▶ [Your task]
Rewrite the lines from the one holding "Target: evergreen tree" through the one holding "[[[249,73],[249,82],[256,88],[256,67],[252,68]]]", inclusive, swapping "instance" for "object" and leaving everything else unchanged.

↓

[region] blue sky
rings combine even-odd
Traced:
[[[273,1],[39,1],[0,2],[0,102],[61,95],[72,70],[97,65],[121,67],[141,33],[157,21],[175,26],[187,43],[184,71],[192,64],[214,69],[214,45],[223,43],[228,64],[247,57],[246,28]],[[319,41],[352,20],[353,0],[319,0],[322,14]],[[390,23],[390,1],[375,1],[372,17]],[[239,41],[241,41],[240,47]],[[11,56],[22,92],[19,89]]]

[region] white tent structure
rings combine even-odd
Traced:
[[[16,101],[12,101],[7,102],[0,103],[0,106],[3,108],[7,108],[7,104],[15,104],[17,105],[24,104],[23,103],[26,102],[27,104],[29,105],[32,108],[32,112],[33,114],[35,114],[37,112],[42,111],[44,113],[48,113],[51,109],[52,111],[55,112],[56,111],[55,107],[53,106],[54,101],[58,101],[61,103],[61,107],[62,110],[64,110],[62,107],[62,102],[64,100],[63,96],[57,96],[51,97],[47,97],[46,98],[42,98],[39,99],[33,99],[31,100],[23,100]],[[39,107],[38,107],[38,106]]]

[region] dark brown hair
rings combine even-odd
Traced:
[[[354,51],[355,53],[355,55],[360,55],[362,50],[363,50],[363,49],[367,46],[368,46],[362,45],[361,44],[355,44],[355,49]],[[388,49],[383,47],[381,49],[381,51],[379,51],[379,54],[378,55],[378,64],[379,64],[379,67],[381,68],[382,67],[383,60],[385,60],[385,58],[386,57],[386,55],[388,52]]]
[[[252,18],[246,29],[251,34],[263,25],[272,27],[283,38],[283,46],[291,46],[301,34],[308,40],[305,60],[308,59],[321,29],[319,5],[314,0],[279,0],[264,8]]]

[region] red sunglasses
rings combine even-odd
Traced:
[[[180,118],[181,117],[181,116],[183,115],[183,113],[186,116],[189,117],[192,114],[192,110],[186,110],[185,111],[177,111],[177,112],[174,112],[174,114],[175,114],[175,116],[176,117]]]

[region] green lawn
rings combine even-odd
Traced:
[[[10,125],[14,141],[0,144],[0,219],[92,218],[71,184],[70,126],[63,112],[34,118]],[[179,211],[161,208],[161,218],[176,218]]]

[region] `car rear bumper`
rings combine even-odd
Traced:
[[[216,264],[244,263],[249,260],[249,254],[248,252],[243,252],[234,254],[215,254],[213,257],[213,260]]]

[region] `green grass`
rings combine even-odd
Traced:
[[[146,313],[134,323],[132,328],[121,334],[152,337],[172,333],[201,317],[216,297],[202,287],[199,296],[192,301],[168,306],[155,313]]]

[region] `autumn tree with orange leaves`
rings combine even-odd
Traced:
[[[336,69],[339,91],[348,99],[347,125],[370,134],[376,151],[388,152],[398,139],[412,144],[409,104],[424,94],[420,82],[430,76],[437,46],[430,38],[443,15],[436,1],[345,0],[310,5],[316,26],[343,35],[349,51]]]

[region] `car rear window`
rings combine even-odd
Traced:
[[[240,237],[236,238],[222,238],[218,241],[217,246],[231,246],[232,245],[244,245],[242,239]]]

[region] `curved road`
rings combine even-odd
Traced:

↑
↓

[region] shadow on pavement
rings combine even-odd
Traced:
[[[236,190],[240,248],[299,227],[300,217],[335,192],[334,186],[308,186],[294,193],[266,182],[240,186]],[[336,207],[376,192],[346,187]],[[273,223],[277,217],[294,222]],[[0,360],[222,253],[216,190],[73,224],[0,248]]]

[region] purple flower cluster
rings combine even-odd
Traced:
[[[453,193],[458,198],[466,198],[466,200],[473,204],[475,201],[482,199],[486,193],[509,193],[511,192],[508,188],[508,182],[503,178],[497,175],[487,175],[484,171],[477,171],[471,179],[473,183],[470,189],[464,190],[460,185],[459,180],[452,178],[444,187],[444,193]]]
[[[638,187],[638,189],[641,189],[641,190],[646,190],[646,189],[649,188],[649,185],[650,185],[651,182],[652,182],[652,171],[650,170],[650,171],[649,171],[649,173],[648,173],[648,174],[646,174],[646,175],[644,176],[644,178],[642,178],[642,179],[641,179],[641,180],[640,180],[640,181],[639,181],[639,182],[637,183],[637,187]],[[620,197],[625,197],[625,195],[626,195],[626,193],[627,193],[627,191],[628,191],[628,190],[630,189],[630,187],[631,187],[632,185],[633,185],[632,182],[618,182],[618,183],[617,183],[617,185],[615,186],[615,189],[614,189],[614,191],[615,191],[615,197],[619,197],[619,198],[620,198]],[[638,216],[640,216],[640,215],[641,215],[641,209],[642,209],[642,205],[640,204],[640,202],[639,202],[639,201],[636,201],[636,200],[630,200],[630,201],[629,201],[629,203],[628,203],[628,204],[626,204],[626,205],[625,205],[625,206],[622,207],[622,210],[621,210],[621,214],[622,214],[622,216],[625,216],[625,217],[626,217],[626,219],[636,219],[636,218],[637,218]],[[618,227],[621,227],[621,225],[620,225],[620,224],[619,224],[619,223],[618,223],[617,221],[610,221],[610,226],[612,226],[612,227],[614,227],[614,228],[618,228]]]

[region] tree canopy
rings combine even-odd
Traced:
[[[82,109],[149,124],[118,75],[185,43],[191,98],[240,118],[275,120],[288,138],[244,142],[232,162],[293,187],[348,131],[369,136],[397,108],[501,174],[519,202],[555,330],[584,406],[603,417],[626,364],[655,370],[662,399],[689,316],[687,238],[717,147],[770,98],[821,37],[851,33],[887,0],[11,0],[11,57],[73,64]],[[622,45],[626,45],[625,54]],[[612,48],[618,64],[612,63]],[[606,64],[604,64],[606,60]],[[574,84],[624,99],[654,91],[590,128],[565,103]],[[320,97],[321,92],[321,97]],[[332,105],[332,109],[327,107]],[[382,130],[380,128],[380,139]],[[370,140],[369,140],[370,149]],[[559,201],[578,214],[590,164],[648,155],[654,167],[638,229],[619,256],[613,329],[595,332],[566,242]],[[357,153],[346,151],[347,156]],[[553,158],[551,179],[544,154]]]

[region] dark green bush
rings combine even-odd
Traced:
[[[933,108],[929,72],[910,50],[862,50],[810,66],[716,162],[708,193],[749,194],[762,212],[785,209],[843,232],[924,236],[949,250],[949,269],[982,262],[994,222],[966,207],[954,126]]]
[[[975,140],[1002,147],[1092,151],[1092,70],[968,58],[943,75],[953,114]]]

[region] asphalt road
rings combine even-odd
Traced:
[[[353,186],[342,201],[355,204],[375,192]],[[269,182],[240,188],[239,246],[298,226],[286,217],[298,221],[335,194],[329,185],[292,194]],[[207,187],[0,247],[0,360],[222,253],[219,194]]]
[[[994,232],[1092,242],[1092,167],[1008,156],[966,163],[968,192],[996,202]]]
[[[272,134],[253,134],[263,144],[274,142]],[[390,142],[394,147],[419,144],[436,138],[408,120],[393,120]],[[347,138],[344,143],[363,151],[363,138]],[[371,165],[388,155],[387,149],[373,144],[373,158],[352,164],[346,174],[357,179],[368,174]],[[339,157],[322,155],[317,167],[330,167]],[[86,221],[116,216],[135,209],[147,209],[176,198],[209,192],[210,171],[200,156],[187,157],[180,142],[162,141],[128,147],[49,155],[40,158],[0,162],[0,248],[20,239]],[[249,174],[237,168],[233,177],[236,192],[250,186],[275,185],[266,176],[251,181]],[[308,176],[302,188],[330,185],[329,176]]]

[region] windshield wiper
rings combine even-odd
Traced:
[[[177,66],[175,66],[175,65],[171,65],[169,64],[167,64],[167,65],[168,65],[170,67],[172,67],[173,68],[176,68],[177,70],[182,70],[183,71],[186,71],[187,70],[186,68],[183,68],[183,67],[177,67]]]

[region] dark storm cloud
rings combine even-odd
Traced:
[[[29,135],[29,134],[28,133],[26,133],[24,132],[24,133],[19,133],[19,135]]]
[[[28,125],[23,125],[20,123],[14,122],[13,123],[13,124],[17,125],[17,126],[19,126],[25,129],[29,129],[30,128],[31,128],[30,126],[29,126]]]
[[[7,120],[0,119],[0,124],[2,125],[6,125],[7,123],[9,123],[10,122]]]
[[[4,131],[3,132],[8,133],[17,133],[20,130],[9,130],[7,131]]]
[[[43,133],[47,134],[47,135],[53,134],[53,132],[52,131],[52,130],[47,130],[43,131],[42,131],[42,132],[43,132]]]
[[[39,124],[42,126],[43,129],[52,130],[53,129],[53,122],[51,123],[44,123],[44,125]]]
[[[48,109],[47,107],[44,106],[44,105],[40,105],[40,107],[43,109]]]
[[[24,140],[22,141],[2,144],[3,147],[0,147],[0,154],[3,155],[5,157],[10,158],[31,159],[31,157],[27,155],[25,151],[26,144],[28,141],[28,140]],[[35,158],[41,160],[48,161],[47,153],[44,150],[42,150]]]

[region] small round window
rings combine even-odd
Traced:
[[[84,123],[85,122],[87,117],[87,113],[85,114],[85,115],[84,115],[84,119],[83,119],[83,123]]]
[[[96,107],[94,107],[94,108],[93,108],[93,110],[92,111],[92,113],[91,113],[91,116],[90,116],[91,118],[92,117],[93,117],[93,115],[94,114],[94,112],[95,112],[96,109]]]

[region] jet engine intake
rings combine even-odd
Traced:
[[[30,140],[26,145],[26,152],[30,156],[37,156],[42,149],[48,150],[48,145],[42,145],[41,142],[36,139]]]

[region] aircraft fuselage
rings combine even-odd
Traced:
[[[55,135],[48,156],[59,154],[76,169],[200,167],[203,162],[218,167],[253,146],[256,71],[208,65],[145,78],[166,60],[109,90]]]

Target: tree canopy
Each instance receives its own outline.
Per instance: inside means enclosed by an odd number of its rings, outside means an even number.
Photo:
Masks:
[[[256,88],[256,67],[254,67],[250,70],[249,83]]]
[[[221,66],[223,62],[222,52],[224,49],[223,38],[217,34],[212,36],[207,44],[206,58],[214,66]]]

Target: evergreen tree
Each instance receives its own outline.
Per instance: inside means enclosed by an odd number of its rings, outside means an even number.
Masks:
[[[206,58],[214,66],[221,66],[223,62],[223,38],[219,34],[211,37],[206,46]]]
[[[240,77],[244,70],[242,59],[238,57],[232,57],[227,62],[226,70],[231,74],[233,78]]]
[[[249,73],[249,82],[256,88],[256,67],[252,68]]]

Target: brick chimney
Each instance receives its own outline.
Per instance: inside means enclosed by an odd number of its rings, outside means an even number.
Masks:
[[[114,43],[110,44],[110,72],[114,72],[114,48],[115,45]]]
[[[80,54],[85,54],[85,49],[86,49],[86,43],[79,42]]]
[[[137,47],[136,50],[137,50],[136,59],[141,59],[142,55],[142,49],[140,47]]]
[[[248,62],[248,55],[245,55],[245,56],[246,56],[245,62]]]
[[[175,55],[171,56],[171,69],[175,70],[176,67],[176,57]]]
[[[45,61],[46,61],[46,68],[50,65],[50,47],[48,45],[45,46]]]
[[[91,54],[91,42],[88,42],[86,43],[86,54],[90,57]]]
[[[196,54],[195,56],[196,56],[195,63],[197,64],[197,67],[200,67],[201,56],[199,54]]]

↑

▶ [Task response]
Target: evergreen tree
Each object receives its own outline.
Per object: inside means enclosed by an odd number of its rings, outside means an even number.
Masks:
[[[206,58],[214,66],[221,66],[223,62],[223,38],[219,34],[211,37],[206,46]]]
[[[240,77],[244,70],[242,59],[238,57],[232,57],[227,62],[226,70],[231,74],[233,78]]]
[[[249,73],[249,82],[256,88],[256,67],[252,68]]]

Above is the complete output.